[RECORDS SHOWN Boundary: Start]
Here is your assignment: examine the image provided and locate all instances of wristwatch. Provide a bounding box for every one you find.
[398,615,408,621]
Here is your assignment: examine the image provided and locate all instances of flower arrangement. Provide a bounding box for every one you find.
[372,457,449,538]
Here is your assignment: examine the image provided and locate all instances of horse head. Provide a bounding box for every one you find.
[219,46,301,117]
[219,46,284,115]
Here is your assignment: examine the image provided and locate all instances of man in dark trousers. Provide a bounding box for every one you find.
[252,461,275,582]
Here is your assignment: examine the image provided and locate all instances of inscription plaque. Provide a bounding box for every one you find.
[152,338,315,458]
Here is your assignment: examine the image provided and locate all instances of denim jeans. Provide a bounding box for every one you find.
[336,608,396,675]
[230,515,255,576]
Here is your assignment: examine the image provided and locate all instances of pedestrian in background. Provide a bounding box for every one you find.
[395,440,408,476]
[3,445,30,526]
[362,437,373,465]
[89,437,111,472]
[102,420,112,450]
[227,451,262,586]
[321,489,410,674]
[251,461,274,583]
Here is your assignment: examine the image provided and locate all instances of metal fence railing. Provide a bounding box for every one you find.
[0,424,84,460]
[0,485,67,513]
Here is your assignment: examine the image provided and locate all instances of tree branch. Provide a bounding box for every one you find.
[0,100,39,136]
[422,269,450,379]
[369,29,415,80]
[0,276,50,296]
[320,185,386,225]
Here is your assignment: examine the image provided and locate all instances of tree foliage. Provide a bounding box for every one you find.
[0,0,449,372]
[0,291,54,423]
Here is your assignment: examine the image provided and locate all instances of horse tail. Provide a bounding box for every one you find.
[RECORDS SHOWN Boundary: End]
* **WORK ORDER**
Set down the listing again, exactly.

* **TASK OUTPUT**
Here is your assignment: examine the image provided and locate all instances of wristwatch. Provide a bounding box for every one you find.
[398,615,408,621]
Here is your assignment: examine the image provided and locate all instances of flower arrangement. Provide a bounding box for every one you find.
[372,457,449,538]
Here is your assignment: examine the image provided and locate all instances of horse head. Provide a bounding box for every one you find.
[219,46,301,117]
[219,46,284,115]
Here is your assignment: examine the image provided and locate all instances of man in dark trousers. Provide a bounding box for every one you find.
[252,461,275,582]
Here is your assignment: examine the image provided and locate all instances of inscription plaque. Provide a bounding box for every one you find.
[152,338,315,458]
Here is your assignment: examine the image provided and locate all instances of denim jeans. Provide a bounding box for every one you find.
[336,608,396,675]
[230,515,255,576]
Here is your assignment: examine the image provided and locate all instances of pedestrian in background. Provide a bounding box for every one you find.
[395,440,408,476]
[3,445,30,526]
[362,437,373,465]
[89,437,111,472]
[102,420,112,450]
[227,451,262,586]
[321,489,410,674]
[251,461,274,583]
Here is your assignment: examine the image provided and locate all instances of metal fence railing. Provide a bounding box for every one you find.
[0,424,84,460]
[0,485,67,513]
Here is your assignment: examine the image provided and locate all instances of tree branch. Provide a bounding box for every one you find.
[0,100,39,136]
[422,269,450,379]
[369,29,415,80]
[0,276,50,296]
[320,185,386,225]
Here is your assignment: examine the image provided and locate all instances of tree foliage. Provide a bounding box for every one you find.
[0,0,449,372]
[0,291,54,423]
Here is your assignment: examine the image provided and locate all instances of horse tail. Provide a bounding box for every one you find.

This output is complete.